Texto para leer »

Derrotado José Artigas en 1820, las fuerzas luso-brasileñas bajo el mando de Carlos Lecor extendieron su dominio desde Río Grande hasta el Plata. Los principales jefes artiguistas se habían dispersado: unos estaban presos en Isla das Cobras, otros prófugos, algunos sumados a las luchas y facciones que continuaban enfrentando a las Provincias Unidas y varios incorporados al propio ejército de Lecor.

Lista de tareas »
a – Copia el fragmento del texto sobre Artigas que va desde "Derrotado José Artigas" hasta "ejército de Lecor.", ambos incluidos, y cambia "prófugos" por "fugitivos".
b – Según el texto sobre Artigas, ¿en qué situaciones quedaron los principales jefes artiguistas? Enuméralas todas.
Las filas no intervienen en esto.

Datos proporcionados »
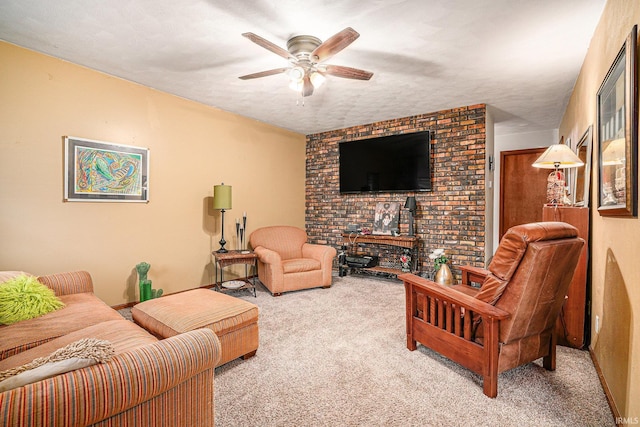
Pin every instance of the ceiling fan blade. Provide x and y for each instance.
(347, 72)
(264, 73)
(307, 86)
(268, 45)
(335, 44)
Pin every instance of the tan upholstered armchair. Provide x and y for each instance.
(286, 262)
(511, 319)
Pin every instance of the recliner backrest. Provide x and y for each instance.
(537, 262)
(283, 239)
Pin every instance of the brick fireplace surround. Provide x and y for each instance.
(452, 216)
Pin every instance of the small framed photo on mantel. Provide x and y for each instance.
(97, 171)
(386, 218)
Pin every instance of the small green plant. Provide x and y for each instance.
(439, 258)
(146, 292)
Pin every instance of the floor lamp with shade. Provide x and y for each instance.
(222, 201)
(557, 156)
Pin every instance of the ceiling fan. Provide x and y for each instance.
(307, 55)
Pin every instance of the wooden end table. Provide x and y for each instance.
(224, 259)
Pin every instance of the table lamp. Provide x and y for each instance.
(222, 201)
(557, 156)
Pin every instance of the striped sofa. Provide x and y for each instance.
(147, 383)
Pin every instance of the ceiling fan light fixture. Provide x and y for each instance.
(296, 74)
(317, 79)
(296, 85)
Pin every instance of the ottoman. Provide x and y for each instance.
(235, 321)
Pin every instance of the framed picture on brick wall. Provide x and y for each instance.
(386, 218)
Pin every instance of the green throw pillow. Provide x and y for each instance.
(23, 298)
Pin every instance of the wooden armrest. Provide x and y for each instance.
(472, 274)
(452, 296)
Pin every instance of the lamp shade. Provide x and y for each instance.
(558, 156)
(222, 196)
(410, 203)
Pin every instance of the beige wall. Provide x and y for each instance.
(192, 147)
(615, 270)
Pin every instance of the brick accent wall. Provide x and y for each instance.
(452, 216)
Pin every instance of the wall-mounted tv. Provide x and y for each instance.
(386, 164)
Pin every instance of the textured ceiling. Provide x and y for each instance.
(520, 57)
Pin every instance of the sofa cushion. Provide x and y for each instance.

* * *

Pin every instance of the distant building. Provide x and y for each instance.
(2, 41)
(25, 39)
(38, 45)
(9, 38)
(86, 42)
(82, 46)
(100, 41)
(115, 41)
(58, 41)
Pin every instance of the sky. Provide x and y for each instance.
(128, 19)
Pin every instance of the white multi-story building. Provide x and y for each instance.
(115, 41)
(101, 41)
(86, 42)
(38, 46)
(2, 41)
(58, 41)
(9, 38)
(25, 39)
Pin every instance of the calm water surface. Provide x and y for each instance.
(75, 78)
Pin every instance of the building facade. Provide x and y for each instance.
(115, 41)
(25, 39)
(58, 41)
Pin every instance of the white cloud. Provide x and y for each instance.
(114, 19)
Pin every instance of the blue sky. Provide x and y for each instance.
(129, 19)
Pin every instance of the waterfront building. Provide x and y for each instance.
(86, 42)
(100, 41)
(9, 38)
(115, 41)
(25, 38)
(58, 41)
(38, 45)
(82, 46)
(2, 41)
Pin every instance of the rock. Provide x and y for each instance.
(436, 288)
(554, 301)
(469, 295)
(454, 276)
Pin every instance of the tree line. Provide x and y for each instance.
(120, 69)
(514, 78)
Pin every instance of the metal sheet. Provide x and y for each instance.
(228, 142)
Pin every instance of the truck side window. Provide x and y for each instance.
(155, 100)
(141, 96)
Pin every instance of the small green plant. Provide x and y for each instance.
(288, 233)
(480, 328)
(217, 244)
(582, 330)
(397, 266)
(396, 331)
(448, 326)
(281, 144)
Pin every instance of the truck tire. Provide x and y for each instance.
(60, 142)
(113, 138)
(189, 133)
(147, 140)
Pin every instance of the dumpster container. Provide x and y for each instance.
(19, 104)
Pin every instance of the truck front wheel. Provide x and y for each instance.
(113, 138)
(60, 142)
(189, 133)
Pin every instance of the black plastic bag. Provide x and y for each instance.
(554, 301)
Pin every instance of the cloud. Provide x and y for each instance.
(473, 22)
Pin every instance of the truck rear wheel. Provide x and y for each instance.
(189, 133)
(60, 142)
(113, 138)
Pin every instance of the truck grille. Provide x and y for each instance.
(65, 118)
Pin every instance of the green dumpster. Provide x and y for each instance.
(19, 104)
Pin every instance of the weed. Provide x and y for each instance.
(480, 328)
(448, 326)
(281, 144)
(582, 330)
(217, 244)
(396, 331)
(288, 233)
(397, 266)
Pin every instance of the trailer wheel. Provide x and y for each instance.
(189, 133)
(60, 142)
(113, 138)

---

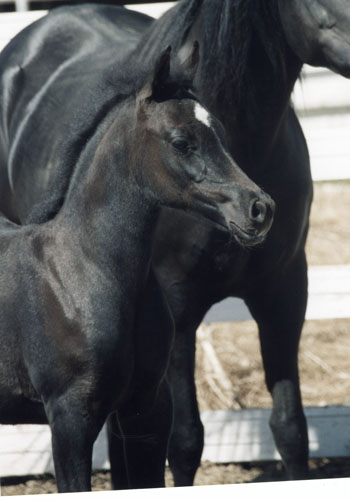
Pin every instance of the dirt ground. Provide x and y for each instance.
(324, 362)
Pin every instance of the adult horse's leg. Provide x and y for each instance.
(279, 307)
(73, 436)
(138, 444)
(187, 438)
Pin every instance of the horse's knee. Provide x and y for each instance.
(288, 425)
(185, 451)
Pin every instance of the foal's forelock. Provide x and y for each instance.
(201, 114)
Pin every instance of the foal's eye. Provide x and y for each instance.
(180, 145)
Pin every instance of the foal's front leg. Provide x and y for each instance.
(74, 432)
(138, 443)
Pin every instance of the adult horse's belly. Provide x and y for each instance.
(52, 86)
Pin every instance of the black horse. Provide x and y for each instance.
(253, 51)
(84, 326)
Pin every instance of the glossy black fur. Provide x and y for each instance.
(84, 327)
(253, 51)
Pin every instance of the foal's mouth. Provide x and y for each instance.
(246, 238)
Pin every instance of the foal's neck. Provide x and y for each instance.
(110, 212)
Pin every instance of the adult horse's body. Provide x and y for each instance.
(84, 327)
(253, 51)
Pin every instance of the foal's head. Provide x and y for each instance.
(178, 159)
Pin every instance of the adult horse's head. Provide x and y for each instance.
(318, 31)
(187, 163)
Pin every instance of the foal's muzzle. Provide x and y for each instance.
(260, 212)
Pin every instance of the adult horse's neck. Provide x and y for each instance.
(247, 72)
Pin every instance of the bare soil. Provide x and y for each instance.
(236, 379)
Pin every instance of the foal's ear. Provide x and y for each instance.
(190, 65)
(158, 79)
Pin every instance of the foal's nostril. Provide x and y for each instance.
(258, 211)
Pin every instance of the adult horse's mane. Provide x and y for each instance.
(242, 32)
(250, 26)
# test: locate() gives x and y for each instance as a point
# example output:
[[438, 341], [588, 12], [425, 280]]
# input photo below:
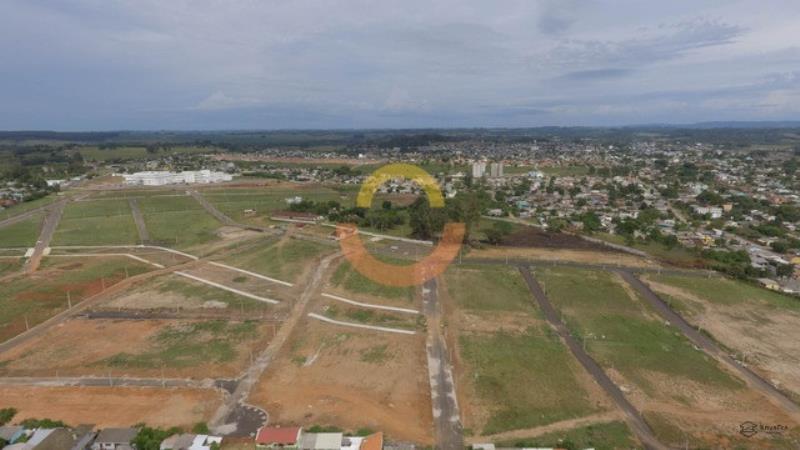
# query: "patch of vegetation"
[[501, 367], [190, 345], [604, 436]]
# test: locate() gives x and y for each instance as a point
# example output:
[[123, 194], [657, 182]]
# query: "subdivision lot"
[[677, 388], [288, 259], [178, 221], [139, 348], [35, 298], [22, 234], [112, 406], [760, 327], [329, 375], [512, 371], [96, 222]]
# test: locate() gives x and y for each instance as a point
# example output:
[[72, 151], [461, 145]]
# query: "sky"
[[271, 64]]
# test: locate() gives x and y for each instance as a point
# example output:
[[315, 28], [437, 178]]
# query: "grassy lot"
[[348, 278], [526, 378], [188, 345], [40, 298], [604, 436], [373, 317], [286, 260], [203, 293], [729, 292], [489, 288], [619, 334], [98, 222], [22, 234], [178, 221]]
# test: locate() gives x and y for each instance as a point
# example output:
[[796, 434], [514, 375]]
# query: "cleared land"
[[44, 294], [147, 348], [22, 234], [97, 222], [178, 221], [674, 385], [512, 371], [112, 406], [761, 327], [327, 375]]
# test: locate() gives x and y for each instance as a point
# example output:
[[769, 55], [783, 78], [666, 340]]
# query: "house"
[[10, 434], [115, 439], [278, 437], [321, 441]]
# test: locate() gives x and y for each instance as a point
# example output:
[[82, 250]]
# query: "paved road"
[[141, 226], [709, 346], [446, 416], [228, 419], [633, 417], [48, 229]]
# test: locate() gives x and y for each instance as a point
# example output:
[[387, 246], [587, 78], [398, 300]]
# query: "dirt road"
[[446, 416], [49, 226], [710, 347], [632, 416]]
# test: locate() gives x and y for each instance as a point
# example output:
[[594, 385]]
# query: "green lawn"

Soluciones »
a –
Derrotado José Artigas en 1820, las fuerzas luso-brasileñas bajo el mando de Carlos Lecor extendieron su dominio desde Río Grande hasta el Plata. Los principales jefes artiguistas se habían dispersado: unos estaban presos en Isla das Cobras, otros fugitivos, algunos sumados a las luchas y facciones que continuaban enfrentando a las Provincias Unidas y varios incorporados al propio ejército de Lecor.

b –
- Presos en Isla das Cobras
- Prófugos
- Sumados a las luchas y facciones que continuaban enfrentando a las Provincias Unidas
- Incorporados al propio ejército de Lecor